WHAT YOU HAVE TO DO:
Can you extract each line of the data below that contains the string "woman"?

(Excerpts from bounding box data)
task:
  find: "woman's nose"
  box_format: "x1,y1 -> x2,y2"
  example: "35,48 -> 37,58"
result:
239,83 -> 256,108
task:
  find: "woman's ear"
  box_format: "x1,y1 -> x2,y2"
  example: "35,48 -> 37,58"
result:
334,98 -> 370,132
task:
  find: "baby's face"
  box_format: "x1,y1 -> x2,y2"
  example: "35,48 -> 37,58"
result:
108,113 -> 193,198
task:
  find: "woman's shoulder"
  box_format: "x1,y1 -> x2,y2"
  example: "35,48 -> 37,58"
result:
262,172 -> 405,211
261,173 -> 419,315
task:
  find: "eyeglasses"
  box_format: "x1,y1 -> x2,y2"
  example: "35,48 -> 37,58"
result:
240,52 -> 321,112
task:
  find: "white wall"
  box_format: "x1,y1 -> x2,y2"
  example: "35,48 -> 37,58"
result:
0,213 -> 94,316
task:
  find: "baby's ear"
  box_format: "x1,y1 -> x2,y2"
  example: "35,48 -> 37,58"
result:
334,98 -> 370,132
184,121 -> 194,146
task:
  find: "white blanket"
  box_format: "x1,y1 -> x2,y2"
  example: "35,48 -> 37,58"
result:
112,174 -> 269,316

WRITTEN SOLUTION:
  find: "woman's nose"
  find: "woman's ear"
  find: "woman's shoulder"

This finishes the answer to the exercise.